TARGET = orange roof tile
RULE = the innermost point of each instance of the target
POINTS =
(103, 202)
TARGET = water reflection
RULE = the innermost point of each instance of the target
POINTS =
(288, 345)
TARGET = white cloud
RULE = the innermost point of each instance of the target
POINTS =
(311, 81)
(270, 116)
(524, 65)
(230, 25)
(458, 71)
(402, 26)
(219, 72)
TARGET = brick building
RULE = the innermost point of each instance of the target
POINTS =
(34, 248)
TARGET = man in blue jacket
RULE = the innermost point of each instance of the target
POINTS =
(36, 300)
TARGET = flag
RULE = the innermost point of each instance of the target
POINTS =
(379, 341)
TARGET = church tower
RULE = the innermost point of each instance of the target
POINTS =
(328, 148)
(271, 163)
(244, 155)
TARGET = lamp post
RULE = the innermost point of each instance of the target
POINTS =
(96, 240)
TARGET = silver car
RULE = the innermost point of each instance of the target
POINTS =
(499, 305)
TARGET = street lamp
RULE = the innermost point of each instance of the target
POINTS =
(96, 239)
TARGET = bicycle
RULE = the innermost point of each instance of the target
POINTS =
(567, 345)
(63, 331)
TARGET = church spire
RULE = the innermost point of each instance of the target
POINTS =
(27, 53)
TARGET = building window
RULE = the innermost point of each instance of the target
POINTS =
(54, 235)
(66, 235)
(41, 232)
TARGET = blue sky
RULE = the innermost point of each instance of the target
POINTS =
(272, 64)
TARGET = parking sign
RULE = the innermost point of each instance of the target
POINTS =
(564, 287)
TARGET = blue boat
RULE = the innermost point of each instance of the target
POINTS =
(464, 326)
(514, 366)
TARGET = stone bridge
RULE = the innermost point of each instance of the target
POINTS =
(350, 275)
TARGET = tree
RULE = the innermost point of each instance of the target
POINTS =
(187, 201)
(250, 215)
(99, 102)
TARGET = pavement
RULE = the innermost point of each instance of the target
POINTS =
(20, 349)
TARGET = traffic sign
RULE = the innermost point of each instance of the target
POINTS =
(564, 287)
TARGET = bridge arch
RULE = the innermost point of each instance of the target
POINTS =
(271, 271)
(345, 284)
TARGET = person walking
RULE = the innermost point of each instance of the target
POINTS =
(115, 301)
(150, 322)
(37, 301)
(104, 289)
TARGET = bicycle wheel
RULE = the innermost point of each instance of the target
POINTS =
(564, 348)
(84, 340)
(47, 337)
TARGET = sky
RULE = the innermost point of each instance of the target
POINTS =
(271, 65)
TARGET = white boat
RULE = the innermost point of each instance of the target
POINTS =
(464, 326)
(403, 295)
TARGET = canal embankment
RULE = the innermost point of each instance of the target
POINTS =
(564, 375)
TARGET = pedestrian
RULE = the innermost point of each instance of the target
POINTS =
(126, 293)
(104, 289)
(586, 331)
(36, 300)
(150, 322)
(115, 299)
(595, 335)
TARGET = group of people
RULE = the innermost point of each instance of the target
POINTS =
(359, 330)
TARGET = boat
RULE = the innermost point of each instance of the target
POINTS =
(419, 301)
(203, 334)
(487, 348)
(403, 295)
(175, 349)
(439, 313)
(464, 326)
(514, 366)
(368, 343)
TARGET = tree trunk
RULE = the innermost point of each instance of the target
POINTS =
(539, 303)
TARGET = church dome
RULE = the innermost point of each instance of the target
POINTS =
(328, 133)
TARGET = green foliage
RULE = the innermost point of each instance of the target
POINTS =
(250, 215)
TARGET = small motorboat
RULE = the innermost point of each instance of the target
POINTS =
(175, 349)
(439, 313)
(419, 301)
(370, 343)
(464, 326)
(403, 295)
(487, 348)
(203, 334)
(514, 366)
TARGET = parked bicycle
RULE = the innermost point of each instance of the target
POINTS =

#####

-- Set problem --
Quote every one of the lines above word for word, from the first through the last.

-- Solution --
TARGET = orange roof tile
RULE = the innermost point of each instance of the target
POINTS =
(103, 202)
TARGET = water reflection
RULE = the innermost point of each instance of the target
POINTS =
(288, 345)
TARGET = white cloud
RULE = the innermost point of each instance of the target
POINTS =
(311, 81)
(270, 116)
(524, 65)
(230, 25)
(458, 71)
(402, 26)
(219, 72)
TARGET = brick building
RULE = the innermost point of each instance of the target
POINTS =
(34, 248)
TARGET = man in blue jacket
RULE = the innermost point of each instance of the target
POINTS =
(36, 300)
TARGET = flag
RULE = the innermost point of each instance of the target
POINTS =
(379, 341)
TARGET = church tower
RULE = the innermost point of each instance of the target
POINTS =
(328, 148)
(271, 163)
(244, 155)
TARGET = lamp post
RULE = the innermost point of each instance of the target
POINTS =
(96, 240)
TARGET = silver car
RULE = the innermost point of each instance of the target
POINTS =
(499, 305)
TARGET = street lamp
RULE = the innermost point of each instance of the target
POINTS =
(96, 239)
TARGET = bicycle
RULE = the innermost point of each instance of the target
POINTS =
(567, 345)
(63, 331)
TARGET = church spire
RULE = the innermost point of each instance of the target
POINTS =
(27, 53)
TARGET = building window
RULE = the innermost point of each instance of the target
POINTS =
(54, 235)
(66, 235)
(41, 232)
TARGET = blue sky
RULE = the innermost point of each instance of the target
POINTS =
(272, 64)
TARGET = parking sign
RULE = the innermost point of each instance of the target
POINTS =
(564, 287)
TARGET = blue boat
RULE = the innermost point of each instance of the target
POINTS =
(464, 326)
(514, 366)
TARGET = stone bridge
RULE = the innermost point of each instance of the target
POINTS =
(350, 275)
TARGET = tree
RULE = the innermost point of each instance of the target
POINTS =
(187, 201)
(250, 215)
(99, 102)
TARGET = pavement
RULE = the innermost point of each instance of the target
POINTS =
(20, 349)
TARGET = traffic sign
RULE = the innermost point of each instance of the target
POINTS =
(564, 287)
TARGET = bridge arch
RULE = the innermost point of each instance of the target
POINTS =
(271, 271)
(345, 284)
TARGET = person walking
RULE = the innermost point of each instance of the target
POINTS =
(115, 301)
(150, 322)
(37, 301)
(104, 289)
TARGET = bicycle wheel
RULE = the innermost point of each instance of the target
POINTS =
(564, 348)
(84, 340)
(47, 337)
TARGET = sky
RULE = the innermost point of each instance of the target
POINTS =
(271, 65)
TARGET = white boat
RULE = the innermost point of each instance of the target
POINTS =
(464, 326)
(403, 295)
TARGET = canal embankment
RULE = the innermost point of each instance of the target
POINTS =
(564, 375)
TARGET = pedestrian
RULE = the innermost point of each instance of the target
POINTS =
(126, 293)
(104, 289)
(586, 331)
(36, 300)
(150, 322)
(115, 299)
(595, 335)
TARGET = group of people
RULE = the innermost point of each instance of the target
POINTS =
(359, 330)
TARGET = boat
RULE = the innermost point of each instance of the target
POINTS =
(419, 301)
(203, 334)
(487, 348)
(403, 295)
(175, 349)
(439, 313)
(464, 326)
(514, 366)
(368, 343)
TARGET = tree trunk
RULE = the innermost point of each instance of the target
POINTS =
(539, 303)
TARGET = church dome
RULE = the innermost point of each instance of the target
POINTS =
(328, 133)
TARGET = green foliage
RULE = the innermost point of each instance of the target
POINTS =
(250, 215)
TARGET = small motorboat
RULE = the innermost point of each instance of the target
POINTS =
(175, 349)
(439, 313)
(419, 301)
(370, 343)
(464, 326)
(403, 295)
(487, 348)
(203, 334)
(514, 366)
TARGET = parked bicycle
RULE = the innermost point of each instance of the target
POINTS =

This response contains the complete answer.